▶ _Region pointing data_:
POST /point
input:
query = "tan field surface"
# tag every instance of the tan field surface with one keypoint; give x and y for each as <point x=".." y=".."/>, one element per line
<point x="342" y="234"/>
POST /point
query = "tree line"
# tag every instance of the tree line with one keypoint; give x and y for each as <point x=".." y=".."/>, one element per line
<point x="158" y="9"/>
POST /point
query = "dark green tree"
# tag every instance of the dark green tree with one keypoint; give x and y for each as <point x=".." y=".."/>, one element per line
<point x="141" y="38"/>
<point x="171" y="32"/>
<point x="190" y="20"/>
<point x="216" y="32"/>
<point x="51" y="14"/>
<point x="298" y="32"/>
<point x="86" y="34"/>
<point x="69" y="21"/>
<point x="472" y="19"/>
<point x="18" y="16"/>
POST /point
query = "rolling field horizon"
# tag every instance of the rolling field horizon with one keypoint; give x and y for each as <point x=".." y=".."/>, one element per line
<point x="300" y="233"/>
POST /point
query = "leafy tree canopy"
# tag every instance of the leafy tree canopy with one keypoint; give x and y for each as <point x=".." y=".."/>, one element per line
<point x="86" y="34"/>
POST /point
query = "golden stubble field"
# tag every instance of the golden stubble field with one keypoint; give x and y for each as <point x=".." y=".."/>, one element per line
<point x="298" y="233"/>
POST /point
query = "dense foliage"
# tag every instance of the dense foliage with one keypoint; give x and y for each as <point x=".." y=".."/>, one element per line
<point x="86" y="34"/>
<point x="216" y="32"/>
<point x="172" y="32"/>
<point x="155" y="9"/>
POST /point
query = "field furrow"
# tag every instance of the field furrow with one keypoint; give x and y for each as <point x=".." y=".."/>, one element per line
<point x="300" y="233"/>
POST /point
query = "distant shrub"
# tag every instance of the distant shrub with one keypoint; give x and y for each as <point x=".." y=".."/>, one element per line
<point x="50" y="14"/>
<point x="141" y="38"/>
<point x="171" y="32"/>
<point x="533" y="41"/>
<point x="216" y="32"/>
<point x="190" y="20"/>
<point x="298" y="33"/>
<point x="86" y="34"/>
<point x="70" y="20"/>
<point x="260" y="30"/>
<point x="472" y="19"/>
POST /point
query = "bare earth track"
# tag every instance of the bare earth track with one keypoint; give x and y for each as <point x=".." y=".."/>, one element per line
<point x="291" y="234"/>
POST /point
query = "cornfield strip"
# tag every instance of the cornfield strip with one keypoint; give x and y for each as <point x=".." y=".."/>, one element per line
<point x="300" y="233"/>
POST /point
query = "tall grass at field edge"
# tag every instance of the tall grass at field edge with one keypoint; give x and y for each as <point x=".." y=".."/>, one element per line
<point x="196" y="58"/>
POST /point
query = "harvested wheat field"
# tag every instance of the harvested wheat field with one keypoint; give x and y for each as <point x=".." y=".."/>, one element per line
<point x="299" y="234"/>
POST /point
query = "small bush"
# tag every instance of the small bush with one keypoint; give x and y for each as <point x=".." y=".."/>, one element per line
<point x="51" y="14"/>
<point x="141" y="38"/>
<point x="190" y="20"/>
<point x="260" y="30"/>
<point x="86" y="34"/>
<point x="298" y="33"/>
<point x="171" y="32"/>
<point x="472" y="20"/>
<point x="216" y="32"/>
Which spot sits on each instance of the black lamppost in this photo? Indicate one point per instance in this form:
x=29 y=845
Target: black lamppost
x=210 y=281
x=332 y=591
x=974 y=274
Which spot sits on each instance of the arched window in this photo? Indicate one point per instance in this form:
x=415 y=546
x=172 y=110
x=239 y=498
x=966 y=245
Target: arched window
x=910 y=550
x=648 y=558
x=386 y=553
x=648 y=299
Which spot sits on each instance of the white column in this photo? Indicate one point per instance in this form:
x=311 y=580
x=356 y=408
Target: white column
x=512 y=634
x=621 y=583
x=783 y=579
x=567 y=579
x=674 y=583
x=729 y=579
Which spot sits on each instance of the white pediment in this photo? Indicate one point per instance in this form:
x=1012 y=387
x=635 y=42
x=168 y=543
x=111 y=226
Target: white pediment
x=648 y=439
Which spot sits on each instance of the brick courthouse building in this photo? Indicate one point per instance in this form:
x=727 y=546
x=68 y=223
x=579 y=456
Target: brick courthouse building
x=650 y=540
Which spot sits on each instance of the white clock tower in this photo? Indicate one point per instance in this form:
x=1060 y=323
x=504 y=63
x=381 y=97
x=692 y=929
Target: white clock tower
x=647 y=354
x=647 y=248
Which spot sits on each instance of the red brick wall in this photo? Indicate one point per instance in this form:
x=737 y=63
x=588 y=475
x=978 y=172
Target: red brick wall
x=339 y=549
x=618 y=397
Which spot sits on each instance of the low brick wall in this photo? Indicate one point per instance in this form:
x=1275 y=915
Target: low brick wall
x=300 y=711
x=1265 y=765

▶ _Try it_: All of the data shown above must be copied exactly.

▶ _Solution to the exercise_:
POST /point
input:
query = "tan field surface"
# tag every instance of the tan field surface with one keypoint; give x and y for each as <point x=".." y=".."/>, one element per line
<point x="342" y="234"/>
POST /point
query = "tree line"
# tag every instance of the tree line with one keypoint; give x and y for each as <point x=".." y=".."/>, one element per line
<point x="158" y="9"/>
POST /point
query = "dark green tree"
# tag every instance of the dark green tree with one keypoint; give x and y for each as <point x=".." y=".."/>, one element per line
<point x="141" y="38"/>
<point x="171" y="32"/>
<point x="190" y="20"/>
<point x="216" y="32"/>
<point x="51" y="14"/>
<point x="298" y="32"/>
<point x="86" y="34"/>
<point x="69" y="21"/>
<point x="472" y="19"/>
<point x="18" y="16"/>
POST /point
query = "rolling field horizon"
# tag every instance of the rolling field horizon with one keypoint; give x and y for each as <point x=".." y=".."/>, one element per line
<point x="300" y="233"/>
POST /point
query = "leafy tree canopy"
# tag every instance of the leafy tree canopy with one keypoint; give x and y for each as <point x=".." y=".."/>, one element per line
<point x="86" y="34"/>
POST /point
query = "golden stubble field"
# tag every instance of the golden stubble field with one keypoint; give x and y for each as <point x=".." y=".."/>, one element per line
<point x="298" y="233"/>
POST /point
query = "dense foliage"
# tag every instance of the dense foliage with one keypoint; give x and y for each as <point x=".." y=".."/>, one element per line
<point x="86" y="34"/>
<point x="216" y="32"/>
<point x="172" y="32"/>
<point x="155" y="9"/>
POST /point
query = "field furrow"
# tag every instance of the field furrow with one keypoint; give x and y for each as <point x=".." y=".."/>, one element per line
<point x="300" y="233"/>
POST /point
query = "distant shrub"
# tag every instance of the distant shrub with one keypoint; give x and y for each as <point x=".." y=".."/>, one element per line
<point x="50" y="14"/>
<point x="141" y="38"/>
<point x="171" y="32"/>
<point x="533" y="41"/>
<point x="216" y="32"/>
<point x="190" y="20"/>
<point x="298" y="33"/>
<point x="86" y="34"/>
<point x="70" y="20"/>
<point x="260" y="30"/>
<point x="472" y="19"/>
POST /point
query = "bare earth track"
# tag every instance of the bare earth track with one keypoint; give x and y for each as <point x=".." y=".."/>, one element per line
<point x="291" y="234"/>
POST /point
query = "cornfield strip"
# tag every instance of the cornfield strip with one keypoint; give x and y for each as <point x=".." y=".."/>, one element per line
<point x="300" y="233"/>
POST /point
query = "tall grass at field edge"
# tag every instance of the tall grass at field edge with one keypoint; give x and y for each as <point x=".." y=".."/>, one element per line
<point x="196" y="58"/>
POST /point
query = "harvested wheat field"
# tag every instance of the harvested wheat field with one keypoint; give x and y for each as <point x=".." y=".."/>, one element per line
<point x="299" y="234"/>
POST /point
query = "small bush"
# tag every instance of the small bush with one keypoint; give x and y for each as <point x=".." y=".."/>, one element per line
<point x="51" y="14"/>
<point x="141" y="38"/>
<point x="190" y="20"/>
<point x="260" y="30"/>
<point x="86" y="34"/>
<point x="298" y="33"/>
<point x="171" y="32"/>
<point x="472" y="20"/>
<point x="216" y="32"/>
Which spot sits on each instance of the black lamppost in this photo? Indicate one point per instance in this form:
x=29 y=845
Target: black lamppost
x=210 y=281
x=332 y=591
x=974 y=274
Which spot sits on each instance of the arched window in this photo? Indicate one point per instance in this form:
x=415 y=546
x=172 y=110
x=239 y=498
x=966 y=245
Target: arched window
x=910 y=550
x=648 y=558
x=386 y=553
x=648 y=299
Which spot sits on each instance of the white column in this photo? Indicate one point per instance in this form:
x=311 y=580
x=356 y=408
Target: white column
x=512 y=634
x=621 y=583
x=783 y=579
x=567 y=579
x=674 y=583
x=729 y=579
Which spot sits on each instance of the white pediment in this photo? Indicate one point per instance in this form:
x=1012 y=387
x=635 y=42
x=168 y=543
x=111 y=226
Target: white pediment
x=648 y=439
Which spot sits on each instance of the brick courthouse building in this photo? Indicate one point per instance in this form:
x=727 y=546
x=68 y=223
x=579 y=456
Target: brick courthouse building
x=650 y=540
Which spot sits on each instance of the white clock tower in this photo? Indicate one point per instance in this form:
x=1060 y=323
x=504 y=63
x=381 y=97
x=692 y=929
Target: white clock tower
x=647 y=354
x=647 y=248
Which spot sits on each instance of the red brick wall in this photo? Indicate one point per instance in this form:
x=737 y=63
x=588 y=475
x=978 y=172
Target: red brick wall
x=339 y=549
x=618 y=397
Which spot sits on each instance of the low brick wall in this photo? Indicate one point per instance in this form:
x=1275 y=915
Target: low brick wall
x=300 y=711
x=1265 y=765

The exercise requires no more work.